* _Natural-language object grounding data_:
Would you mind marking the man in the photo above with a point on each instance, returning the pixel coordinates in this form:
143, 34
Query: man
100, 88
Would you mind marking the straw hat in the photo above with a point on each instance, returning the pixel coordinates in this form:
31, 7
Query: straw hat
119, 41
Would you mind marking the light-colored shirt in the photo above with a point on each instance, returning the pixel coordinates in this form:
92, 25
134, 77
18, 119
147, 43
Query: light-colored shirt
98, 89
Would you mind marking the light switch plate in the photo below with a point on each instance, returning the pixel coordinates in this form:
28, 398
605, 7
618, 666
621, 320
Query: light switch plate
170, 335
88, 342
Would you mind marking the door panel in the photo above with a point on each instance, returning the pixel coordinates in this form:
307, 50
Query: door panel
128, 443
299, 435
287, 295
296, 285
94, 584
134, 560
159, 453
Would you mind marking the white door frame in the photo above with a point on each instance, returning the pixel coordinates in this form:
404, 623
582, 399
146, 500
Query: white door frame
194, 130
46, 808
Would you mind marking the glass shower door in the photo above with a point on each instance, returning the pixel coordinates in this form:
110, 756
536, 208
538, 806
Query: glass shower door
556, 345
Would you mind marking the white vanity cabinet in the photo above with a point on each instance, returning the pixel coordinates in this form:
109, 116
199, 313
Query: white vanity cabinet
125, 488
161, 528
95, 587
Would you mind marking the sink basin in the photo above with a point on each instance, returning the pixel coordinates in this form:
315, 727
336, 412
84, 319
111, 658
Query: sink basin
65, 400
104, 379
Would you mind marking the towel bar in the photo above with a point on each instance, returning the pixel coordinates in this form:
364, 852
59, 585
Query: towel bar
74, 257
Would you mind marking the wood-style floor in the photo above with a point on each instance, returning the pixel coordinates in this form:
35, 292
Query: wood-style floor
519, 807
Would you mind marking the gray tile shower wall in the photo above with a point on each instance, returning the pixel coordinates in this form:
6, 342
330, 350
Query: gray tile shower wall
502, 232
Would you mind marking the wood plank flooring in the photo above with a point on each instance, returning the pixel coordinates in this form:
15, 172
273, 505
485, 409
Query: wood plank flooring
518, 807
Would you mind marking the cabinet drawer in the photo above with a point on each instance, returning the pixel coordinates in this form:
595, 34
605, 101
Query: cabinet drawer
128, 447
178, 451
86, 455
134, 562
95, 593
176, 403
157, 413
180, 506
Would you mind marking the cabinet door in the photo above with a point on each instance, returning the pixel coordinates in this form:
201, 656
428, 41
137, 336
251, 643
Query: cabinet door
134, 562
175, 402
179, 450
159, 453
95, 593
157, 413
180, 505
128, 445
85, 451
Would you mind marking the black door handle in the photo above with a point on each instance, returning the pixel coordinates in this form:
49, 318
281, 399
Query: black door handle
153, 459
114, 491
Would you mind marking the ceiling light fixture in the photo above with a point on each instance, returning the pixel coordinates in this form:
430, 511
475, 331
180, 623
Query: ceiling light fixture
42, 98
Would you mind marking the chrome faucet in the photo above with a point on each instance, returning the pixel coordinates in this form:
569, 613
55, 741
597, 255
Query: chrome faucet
--
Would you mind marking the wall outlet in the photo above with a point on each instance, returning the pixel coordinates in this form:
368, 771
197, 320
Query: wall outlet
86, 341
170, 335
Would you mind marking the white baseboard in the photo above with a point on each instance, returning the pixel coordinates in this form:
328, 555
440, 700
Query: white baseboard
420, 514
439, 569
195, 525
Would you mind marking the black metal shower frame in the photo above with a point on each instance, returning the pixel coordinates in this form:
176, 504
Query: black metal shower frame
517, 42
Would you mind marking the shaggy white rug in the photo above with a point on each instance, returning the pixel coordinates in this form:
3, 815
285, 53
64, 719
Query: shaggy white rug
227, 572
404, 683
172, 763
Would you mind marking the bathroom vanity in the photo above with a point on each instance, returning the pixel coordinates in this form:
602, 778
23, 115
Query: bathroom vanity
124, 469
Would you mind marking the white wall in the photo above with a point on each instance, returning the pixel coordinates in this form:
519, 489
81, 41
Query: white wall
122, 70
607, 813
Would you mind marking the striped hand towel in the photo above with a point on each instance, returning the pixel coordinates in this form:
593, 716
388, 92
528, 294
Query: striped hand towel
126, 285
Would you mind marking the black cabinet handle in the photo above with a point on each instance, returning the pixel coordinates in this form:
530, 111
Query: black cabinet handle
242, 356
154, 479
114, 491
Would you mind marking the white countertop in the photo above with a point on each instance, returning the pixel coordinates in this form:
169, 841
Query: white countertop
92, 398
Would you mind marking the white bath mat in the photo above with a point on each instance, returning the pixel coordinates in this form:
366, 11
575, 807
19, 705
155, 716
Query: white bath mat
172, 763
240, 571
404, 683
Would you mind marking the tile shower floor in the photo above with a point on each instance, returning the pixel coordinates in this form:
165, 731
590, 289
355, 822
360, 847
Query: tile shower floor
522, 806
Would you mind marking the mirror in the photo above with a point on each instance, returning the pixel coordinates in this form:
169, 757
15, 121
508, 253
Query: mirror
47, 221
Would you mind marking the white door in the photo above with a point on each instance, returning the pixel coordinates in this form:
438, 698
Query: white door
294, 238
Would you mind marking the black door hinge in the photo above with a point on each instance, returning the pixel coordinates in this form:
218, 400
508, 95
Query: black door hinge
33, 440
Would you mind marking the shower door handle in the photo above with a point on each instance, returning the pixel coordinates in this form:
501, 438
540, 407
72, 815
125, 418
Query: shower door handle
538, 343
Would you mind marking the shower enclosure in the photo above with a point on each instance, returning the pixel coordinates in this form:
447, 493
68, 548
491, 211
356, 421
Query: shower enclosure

* _ACTIVITY_:
Return the span of lines in the data above that opens at the line with "Would you mind marking the black door handle" and closes at the line with "Query: chrome faucet", exactly, ends included, nothing else.

* _ANSWER SECTION_:
Would you mind marking the black door handle in the photo above with a point on each instance, returning the pixel coordinates in this form:
49, 318
281, 399
Query: black door handle
153, 459
114, 491
Would you mind marking the ceiling light fixture in the photo above with a point on each instance, returning the pixel coordinates in this form:
430, 511
475, 331
180, 623
Query: ceiling light fixture
42, 98
Would you mind marking the chrome faucet in the photo above with a point on each instance, returning the pixel coordinates in this form:
569, 613
55, 741
597, 255
Query: chrome faucet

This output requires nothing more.